▶ [Given exercise a]:
Transcribe everything in the forum post on debt risk from "Accounting and our" down to "on the table.".

Accounting and our attempts of analysis does not even try and account for that,

Excellent point, I agree and you gave great feedback for me to play around with.

If I interpret what you are saying correctly then; just as you can't compensate for risk or create MoS by simply increasing the discount rate, you cant define risk of debt in absolute terms since it comes in different forms and variations.

 

giofranchi, many thanks for input and putting value on the table.

 

Kraven

When one thinks "like an owner" I believe this means that one envisions themself as if they owned the company.  What would they pay?  That kind of thing.  There is an amount of ownership (control wasn't the right word, I intended to mean level of ownership) where I think that one moves on the spectrum from a creative fiction to a reality.

▶ [Given exercise b]:
Pull out each line of the listing that contains the word "black".

▶ [Input records]:
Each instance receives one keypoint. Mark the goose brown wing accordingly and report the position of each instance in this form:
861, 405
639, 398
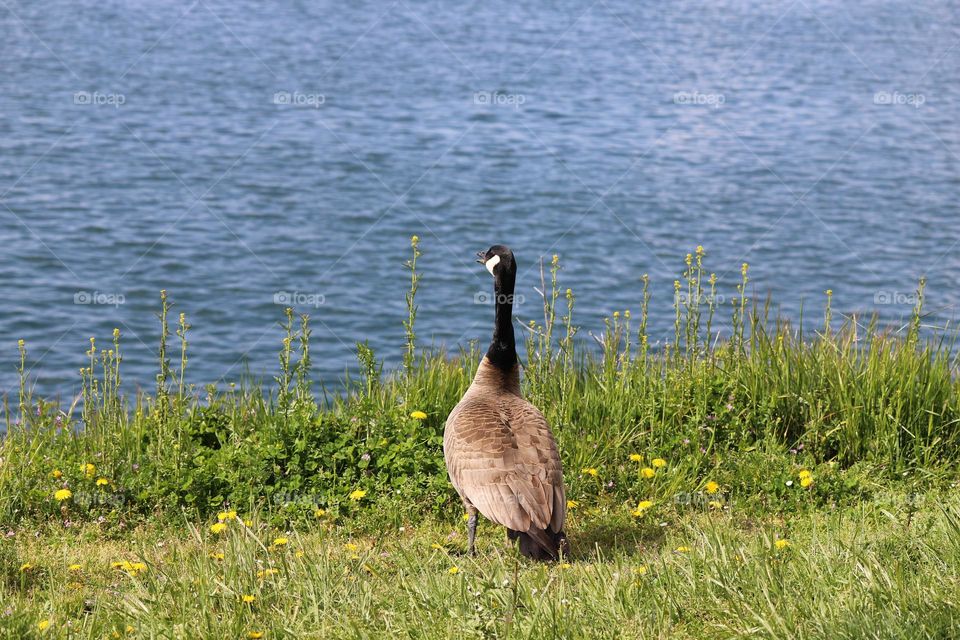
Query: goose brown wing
503, 459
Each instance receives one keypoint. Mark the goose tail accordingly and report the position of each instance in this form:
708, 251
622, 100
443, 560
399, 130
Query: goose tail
541, 544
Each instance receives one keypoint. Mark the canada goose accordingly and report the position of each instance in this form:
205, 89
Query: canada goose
501, 456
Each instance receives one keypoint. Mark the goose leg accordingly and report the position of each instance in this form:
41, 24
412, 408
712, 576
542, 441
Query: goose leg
471, 530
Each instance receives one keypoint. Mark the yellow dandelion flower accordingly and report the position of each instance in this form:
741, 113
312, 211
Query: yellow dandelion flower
642, 507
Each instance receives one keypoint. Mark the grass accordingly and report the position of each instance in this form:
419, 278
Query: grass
756, 481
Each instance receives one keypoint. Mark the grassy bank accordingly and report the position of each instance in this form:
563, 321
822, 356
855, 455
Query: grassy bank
840, 441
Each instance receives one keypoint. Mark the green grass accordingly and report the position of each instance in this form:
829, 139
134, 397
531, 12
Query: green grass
842, 440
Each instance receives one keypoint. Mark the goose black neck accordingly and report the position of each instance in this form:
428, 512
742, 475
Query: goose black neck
503, 348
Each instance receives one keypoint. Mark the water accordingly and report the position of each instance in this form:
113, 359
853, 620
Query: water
228, 151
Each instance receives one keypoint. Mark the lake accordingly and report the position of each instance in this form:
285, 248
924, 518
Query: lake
242, 154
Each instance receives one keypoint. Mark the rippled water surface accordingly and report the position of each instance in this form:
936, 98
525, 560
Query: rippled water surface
228, 151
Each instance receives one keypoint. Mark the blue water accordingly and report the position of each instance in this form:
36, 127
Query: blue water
228, 151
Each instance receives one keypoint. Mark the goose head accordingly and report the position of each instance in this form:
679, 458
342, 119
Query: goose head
498, 260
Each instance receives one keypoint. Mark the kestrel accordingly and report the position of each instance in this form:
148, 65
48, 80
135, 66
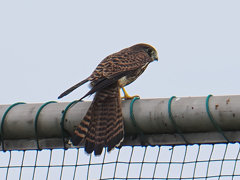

▶ [Complete output a]:
Accounting and our attempts of analysis does not even try and account for that,

Excellent point, I agree and you gave great feedback for me to play around with.

If I interpret what you are saying correctly then; just as you can't compensate for risk or create MoS by simply increasing the discount rate, you cant define risk of debt in absolute terms since it comes in different forms and variations.

 

giofranchi, many thanks for input and putting value on the table.

▶ [Complete output b]:
Each instance receives one keypoint. Mark the goose black neck accordingly and report the position of each instance in this form:
Query: goose black neck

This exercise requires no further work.